Display every line of the material below that contains the word "reflection". Matching is case-sensitive.

__Exercise inputs__.
○ ○ ○ ○ ○

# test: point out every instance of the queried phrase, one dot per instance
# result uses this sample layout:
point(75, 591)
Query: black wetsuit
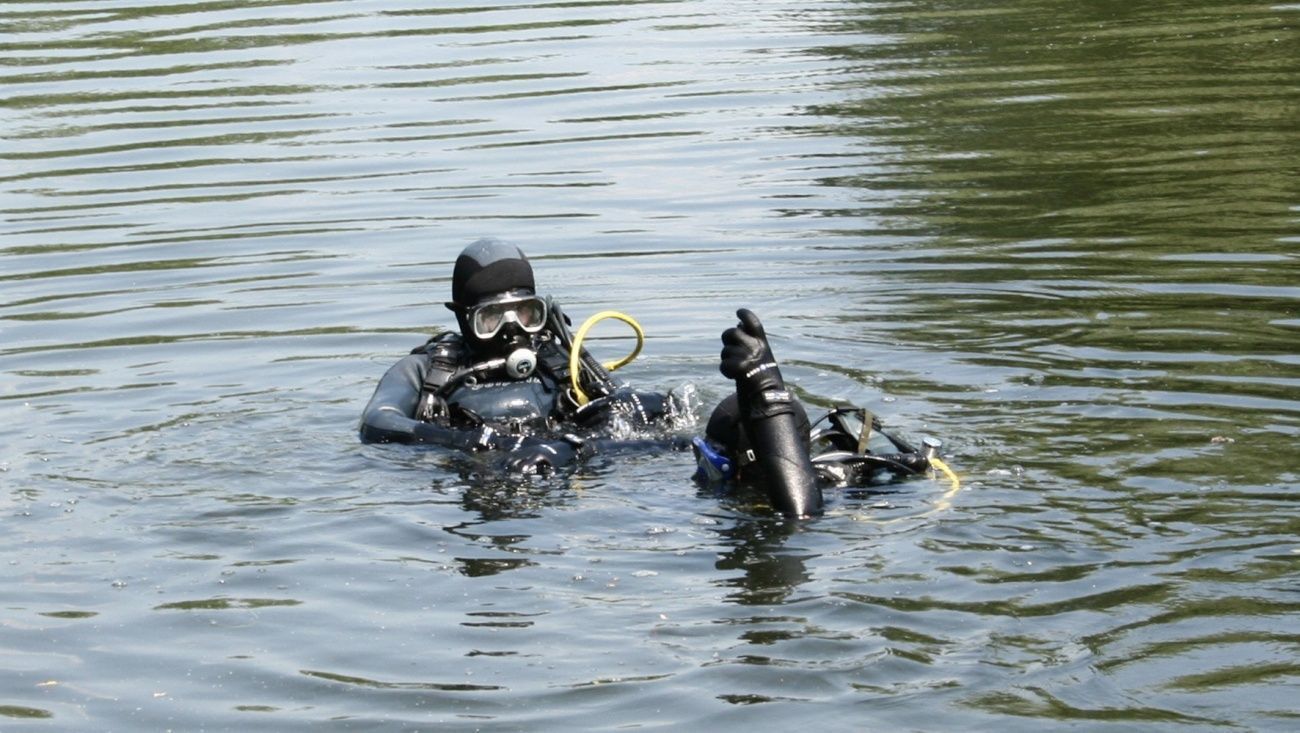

○ ○ ○ ○ ○

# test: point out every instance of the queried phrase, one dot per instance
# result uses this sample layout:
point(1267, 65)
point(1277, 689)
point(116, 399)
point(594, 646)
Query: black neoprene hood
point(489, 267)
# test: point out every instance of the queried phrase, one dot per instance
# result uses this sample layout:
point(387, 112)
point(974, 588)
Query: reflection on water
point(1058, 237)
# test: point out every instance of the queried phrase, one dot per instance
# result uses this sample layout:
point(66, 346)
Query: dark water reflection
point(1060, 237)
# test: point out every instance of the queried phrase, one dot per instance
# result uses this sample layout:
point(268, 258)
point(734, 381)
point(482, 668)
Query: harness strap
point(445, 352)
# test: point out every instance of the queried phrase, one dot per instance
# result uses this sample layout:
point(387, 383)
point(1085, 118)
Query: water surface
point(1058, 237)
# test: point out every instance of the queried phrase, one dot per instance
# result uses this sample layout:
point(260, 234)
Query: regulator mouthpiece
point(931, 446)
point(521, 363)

○ ○ ○ ○ ○

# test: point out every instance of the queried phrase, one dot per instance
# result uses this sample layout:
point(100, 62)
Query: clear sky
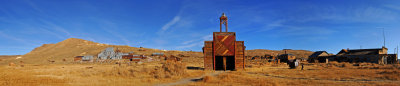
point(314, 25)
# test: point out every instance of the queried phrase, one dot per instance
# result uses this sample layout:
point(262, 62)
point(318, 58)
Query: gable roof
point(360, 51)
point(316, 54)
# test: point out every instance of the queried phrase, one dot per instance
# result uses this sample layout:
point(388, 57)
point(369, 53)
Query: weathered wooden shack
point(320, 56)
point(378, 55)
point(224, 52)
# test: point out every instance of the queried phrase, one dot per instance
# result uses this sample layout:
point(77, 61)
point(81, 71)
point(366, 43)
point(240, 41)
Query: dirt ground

○ ○ ○ ○ ○

__Response to the exercise__.
Query: reflection on water
Query: dark water reflection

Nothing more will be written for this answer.